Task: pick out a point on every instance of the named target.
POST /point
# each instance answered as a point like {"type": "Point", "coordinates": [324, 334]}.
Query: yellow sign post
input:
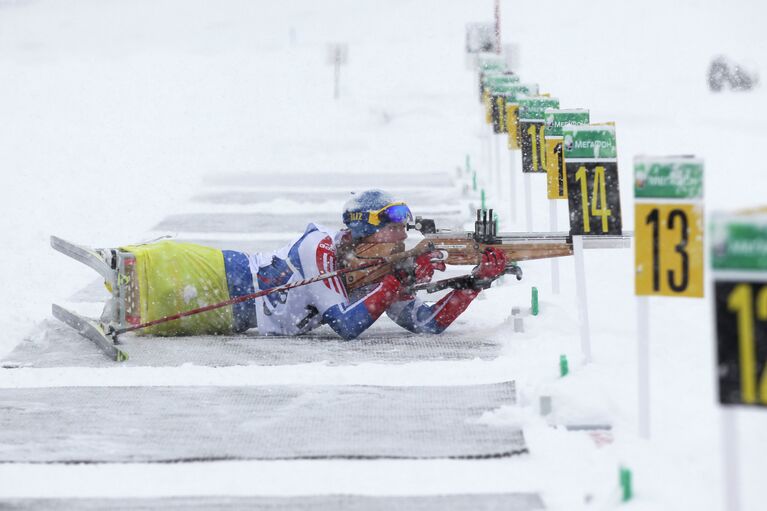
{"type": "Point", "coordinates": [668, 226]}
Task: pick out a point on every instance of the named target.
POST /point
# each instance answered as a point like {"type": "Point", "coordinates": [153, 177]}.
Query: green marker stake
{"type": "Point", "coordinates": [626, 487]}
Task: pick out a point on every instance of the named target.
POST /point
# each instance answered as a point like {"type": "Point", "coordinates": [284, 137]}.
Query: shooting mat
{"type": "Point", "coordinates": [478, 502]}
{"type": "Point", "coordinates": [283, 422]}
{"type": "Point", "coordinates": [333, 180]}
{"type": "Point", "coordinates": [57, 345]}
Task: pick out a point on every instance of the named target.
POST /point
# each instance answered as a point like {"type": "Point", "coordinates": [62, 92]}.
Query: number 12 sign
{"type": "Point", "coordinates": [668, 226]}
{"type": "Point", "coordinates": [739, 260]}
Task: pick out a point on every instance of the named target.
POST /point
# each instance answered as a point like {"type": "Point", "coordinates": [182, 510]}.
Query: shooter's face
{"type": "Point", "coordinates": [392, 233]}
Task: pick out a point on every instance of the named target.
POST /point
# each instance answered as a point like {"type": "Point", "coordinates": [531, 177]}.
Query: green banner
{"type": "Point", "coordinates": [671, 177]}
{"type": "Point", "coordinates": [739, 242]}
{"type": "Point", "coordinates": [515, 92]}
{"type": "Point", "coordinates": [589, 141]}
{"type": "Point", "coordinates": [491, 62]}
{"type": "Point", "coordinates": [493, 79]}
{"type": "Point", "coordinates": [534, 108]}
{"type": "Point", "coordinates": [557, 119]}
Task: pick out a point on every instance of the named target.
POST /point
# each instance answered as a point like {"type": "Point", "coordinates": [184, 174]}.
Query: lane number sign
{"type": "Point", "coordinates": [739, 260]}
{"type": "Point", "coordinates": [556, 180]}
{"type": "Point", "coordinates": [591, 167]}
{"type": "Point", "coordinates": [668, 227]}
{"type": "Point", "coordinates": [532, 130]}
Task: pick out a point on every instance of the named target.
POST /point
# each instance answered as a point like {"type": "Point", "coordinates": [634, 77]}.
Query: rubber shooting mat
{"type": "Point", "coordinates": [478, 502]}
{"type": "Point", "coordinates": [278, 222]}
{"type": "Point", "coordinates": [176, 424]}
{"type": "Point", "coordinates": [58, 345]}
{"type": "Point", "coordinates": [333, 180]}
{"type": "Point", "coordinates": [254, 196]}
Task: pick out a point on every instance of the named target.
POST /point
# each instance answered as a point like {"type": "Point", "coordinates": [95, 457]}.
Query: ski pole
{"type": "Point", "coordinates": [244, 298]}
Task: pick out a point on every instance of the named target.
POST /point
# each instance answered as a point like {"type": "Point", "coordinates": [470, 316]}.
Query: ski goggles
{"type": "Point", "coordinates": [394, 213]}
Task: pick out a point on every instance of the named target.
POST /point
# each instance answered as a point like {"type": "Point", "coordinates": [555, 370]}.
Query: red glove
{"type": "Point", "coordinates": [492, 265]}
{"type": "Point", "coordinates": [425, 264]}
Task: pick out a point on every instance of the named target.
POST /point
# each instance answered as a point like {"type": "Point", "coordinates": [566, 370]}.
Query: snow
{"type": "Point", "coordinates": [116, 113]}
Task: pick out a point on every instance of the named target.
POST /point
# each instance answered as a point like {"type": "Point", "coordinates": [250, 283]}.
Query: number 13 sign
{"type": "Point", "coordinates": [668, 226]}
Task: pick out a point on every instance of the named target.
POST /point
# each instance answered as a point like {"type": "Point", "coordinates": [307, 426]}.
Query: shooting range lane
{"type": "Point", "coordinates": [285, 422]}
{"type": "Point", "coordinates": [332, 180]}
{"type": "Point", "coordinates": [60, 346]}
{"type": "Point", "coordinates": [236, 195]}
{"type": "Point", "coordinates": [487, 502]}
{"type": "Point", "coordinates": [255, 222]}
{"type": "Point", "coordinates": [252, 421]}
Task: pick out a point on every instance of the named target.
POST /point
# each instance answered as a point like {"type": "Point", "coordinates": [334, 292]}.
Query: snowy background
{"type": "Point", "coordinates": [116, 113]}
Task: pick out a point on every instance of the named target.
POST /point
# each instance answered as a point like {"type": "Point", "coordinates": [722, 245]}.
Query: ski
{"type": "Point", "coordinates": [91, 330]}
{"type": "Point", "coordinates": [85, 255]}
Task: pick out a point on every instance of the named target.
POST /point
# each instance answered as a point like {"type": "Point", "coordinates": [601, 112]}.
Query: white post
{"type": "Point", "coordinates": [554, 260]}
{"type": "Point", "coordinates": [643, 365]}
{"type": "Point", "coordinates": [513, 185]}
{"type": "Point", "coordinates": [731, 463]}
{"type": "Point", "coordinates": [528, 203]}
{"type": "Point", "coordinates": [493, 158]}
{"type": "Point", "coordinates": [498, 157]}
{"type": "Point", "coordinates": [581, 296]}
{"type": "Point", "coordinates": [337, 66]}
{"type": "Point", "coordinates": [489, 154]}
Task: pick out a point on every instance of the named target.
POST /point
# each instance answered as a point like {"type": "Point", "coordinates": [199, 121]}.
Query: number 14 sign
{"type": "Point", "coordinates": [668, 226]}
{"type": "Point", "coordinates": [593, 195]}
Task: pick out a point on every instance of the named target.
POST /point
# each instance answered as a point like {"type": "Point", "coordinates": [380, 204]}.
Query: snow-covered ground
{"type": "Point", "coordinates": [117, 112]}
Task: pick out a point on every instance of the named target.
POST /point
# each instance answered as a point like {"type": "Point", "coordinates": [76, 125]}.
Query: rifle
{"type": "Point", "coordinates": [466, 248]}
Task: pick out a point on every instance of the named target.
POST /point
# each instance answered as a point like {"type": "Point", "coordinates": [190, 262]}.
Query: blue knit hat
{"type": "Point", "coordinates": [366, 202]}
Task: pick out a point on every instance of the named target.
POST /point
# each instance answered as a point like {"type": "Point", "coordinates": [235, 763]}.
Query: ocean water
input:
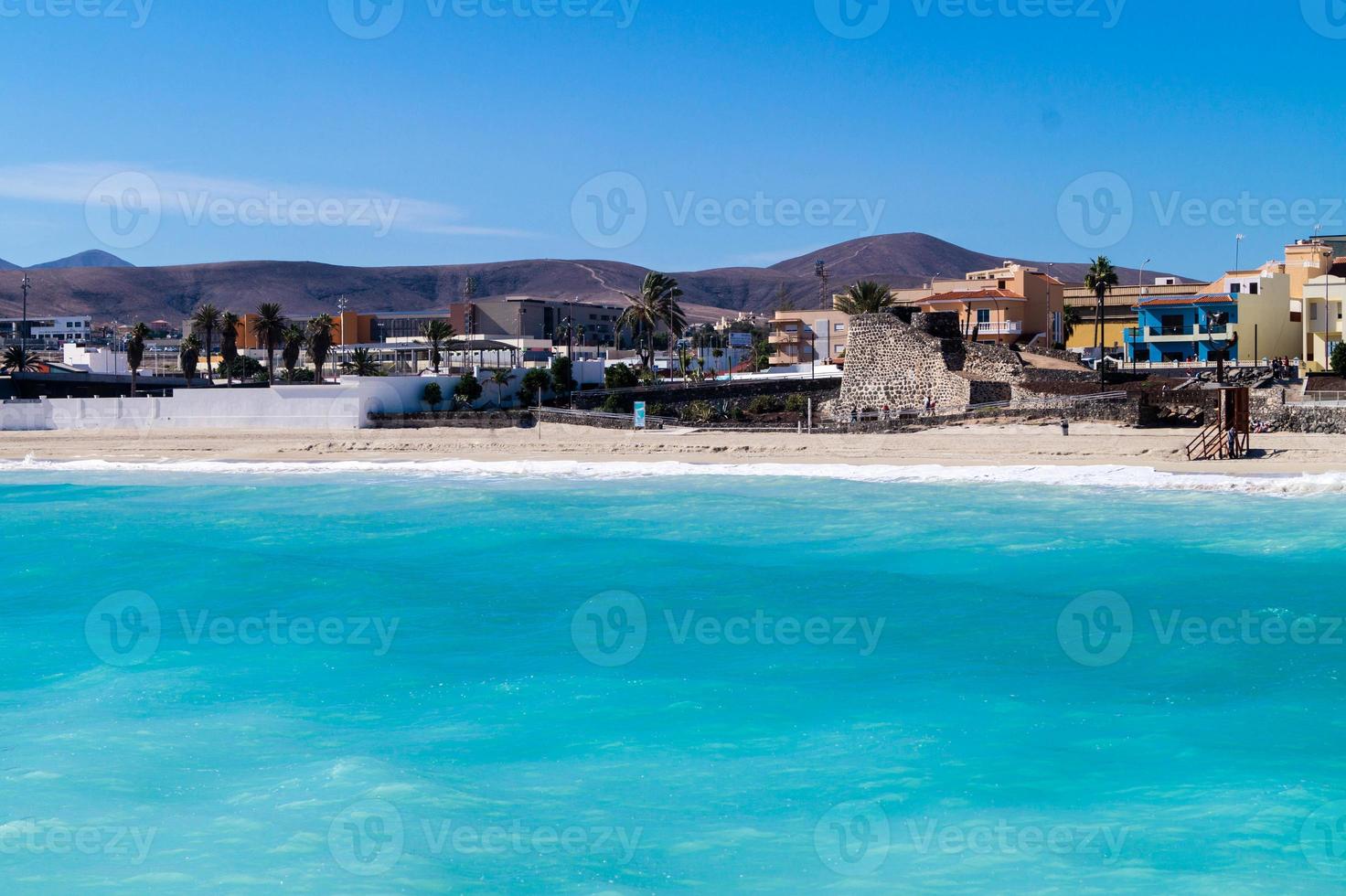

::::

Identify each line in the records above that contains the string "lane", and copy those lines. Uppercase and lowercase letters count as different.

Solution for this exercise
Query: lane number sign
Query: shooting range lane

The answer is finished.